▸ USING THE INFORMATION:
**a)** According to the batch-correction text, which method achieves the best mixture of cells?
**b)** Condense the paragraph of the batch-correction text beginning "As this plot shows" into a short bulleted list that keeps its main facts.
**c)** Transcribe everything in the batch-correction text from "As this plot" down to "your analysis goal.".

▸ EXERCISE TEXT:
Now draw a scatterplot regarding these two metrics on the results:
import seaborn as sns
import matplotlib.pyplot as plt
df_plot = pd.DataFrame({'method': ['Baseline', 'Harmony', 'iNMF', 'scVI', 'Scanorama'],
'kBET': [kBET_baseline, kBET_harmony, kBET_inmf, kBET_scvi, kBET_scan],
'kSIM': [kSIM_baseline, kSIM_harmony, kSIM_inmf, kSIM_scvi, kSIM_scan]})
plt.figure(dpi=100)
ax = sns.scatterplot(x = 'kSIM', y = 'kBET', hue = 'method', data = df_plot, legend = False)
for line in range(0, df_plot.shape[0]):
x_pos = df_plot.kSIM[line] + 0.003
if df_plot.method[line] == 'Baseline':
x_pos = df_plot.kSIM[line] - 0.003
y_pos = df_plot.kBET[line]
if df_plot.method[line] == 'iNMF':
y_pos -= 0.01
alignment = 'right' if df_plot.method[line] == 'Baseline' else 'left'
ax.text(x_pos, y_pos, df_plot.method[line], ha = alignment, size = 'medium', color = 'black')
plt.xlabel('kSIM acceptance rate')
plt.ylabel('kBET acceptance rate')
Text(0, 0.5, 'kBET acceptance rate')
As this plot shows, a trade-off exists between good mixture of cells (in terms of kBET acceptance rate) and maintaining the biology well (in terms of kSIM acceptance rate). iNMF method achieves the best mixture of cells, while its consistency with the ground truth biology is the least. Harmony, together with scVI and Scanorama, have a better balance between the two measurements.
Therefore, in general, the choice of batch correction method really depends on the dataset and your analysis goal.

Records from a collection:
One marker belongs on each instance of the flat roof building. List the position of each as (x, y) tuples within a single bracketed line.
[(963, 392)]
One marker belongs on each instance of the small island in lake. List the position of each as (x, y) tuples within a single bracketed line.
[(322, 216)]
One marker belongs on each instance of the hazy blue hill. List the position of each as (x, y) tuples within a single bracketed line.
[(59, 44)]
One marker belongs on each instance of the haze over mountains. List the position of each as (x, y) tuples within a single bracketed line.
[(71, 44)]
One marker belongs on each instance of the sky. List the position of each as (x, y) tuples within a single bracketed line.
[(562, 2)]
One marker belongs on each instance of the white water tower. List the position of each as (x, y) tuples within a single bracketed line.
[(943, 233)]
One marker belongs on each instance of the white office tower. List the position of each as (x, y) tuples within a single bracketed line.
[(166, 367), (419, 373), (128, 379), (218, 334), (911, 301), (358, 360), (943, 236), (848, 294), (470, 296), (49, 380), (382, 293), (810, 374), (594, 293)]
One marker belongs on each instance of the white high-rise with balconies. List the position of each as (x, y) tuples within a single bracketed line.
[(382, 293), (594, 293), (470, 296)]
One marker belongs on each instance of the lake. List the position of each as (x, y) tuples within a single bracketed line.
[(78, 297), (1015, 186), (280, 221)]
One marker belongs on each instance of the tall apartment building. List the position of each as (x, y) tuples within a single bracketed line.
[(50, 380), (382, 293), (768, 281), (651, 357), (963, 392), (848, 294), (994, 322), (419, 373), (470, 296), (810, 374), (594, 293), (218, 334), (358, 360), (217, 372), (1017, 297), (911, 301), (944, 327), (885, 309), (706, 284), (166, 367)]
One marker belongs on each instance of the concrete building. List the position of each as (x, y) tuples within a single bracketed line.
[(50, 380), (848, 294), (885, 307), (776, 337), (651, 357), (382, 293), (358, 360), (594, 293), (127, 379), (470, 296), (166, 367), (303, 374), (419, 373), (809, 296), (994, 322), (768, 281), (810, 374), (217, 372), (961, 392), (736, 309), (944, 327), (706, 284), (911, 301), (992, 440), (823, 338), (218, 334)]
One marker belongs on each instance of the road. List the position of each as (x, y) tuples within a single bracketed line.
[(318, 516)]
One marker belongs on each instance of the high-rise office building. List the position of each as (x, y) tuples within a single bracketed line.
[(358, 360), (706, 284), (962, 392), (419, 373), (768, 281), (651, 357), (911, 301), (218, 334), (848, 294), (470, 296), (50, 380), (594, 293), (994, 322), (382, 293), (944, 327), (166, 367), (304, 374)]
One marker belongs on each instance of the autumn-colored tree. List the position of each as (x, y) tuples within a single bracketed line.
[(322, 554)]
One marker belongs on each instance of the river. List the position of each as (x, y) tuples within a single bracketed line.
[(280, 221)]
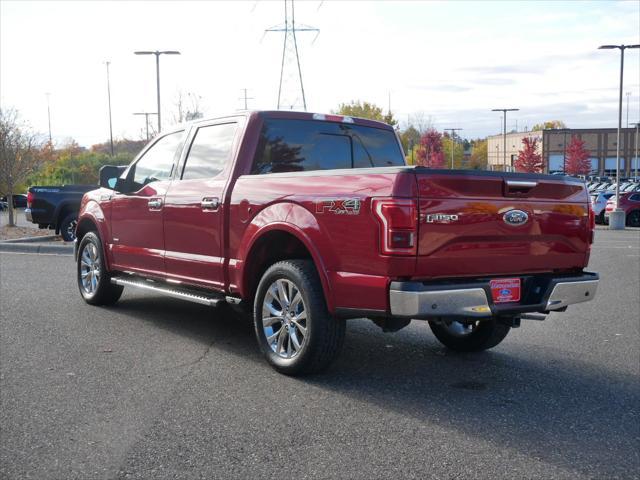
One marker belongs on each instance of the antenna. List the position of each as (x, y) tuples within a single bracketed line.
[(245, 98), (291, 89)]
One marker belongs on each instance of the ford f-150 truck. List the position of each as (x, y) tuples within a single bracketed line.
[(307, 220)]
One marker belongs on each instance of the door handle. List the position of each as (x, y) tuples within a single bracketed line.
[(210, 203), (155, 203)]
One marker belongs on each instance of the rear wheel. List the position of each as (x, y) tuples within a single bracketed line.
[(471, 335), (94, 281), (295, 331), (633, 219)]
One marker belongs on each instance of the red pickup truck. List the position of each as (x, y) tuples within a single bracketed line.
[(307, 220)]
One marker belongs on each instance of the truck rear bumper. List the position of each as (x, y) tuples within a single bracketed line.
[(540, 293)]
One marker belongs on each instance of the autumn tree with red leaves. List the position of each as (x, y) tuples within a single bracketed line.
[(529, 160), (430, 153), (577, 158)]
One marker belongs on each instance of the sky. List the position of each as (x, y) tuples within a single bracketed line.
[(449, 63)]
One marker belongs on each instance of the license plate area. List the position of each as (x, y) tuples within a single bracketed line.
[(505, 290)]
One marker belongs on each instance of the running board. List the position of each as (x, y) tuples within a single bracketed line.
[(188, 295)]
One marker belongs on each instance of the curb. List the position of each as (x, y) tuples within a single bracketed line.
[(36, 248), (37, 239)]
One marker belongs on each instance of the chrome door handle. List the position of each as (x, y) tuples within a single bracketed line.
[(155, 203), (210, 203)]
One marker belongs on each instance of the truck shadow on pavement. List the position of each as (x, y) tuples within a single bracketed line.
[(543, 405)]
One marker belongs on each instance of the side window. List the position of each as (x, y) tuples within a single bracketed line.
[(158, 162), (210, 151), (303, 145)]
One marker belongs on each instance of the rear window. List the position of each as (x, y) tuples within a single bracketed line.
[(305, 145)]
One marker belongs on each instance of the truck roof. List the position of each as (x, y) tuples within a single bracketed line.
[(288, 114)]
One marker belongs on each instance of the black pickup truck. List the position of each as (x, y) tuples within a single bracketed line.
[(56, 207)]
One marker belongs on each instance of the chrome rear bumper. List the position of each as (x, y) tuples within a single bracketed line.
[(473, 299)]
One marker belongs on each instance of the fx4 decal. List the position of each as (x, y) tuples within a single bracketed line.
[(339, 206)]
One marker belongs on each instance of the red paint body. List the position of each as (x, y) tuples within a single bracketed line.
[(215, 250)]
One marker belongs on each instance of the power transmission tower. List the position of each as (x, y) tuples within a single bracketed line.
[(291, 89)]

▸ PER-TASK ANSWERS:
**a)** iNMF

**b)**
- There is a trade-off between good cell mixture (kBET acceptance rate) and preserving biology (kSIM acceptance rate).
- iNMF gives the best cell mixture but the least consistency with ground-truth biology.
- Harmony, scVI, and Scanorama balance the two measurements better.

**c)**
As this plot shows, a trade-off exists between good mixture of cells (in terms of kBET acceptance rate) and maintaining the biology well (in terms of kSIM acceptance rate). iNMF method achieves the best mixture of cells, while its consistency with the ground truth biology is the least. Harmony, together with scVI and Scanorama, have a better balance between the two measurements.
Therefore, in general, the choice of batch correction method really depends on the dataset and your analysis goal.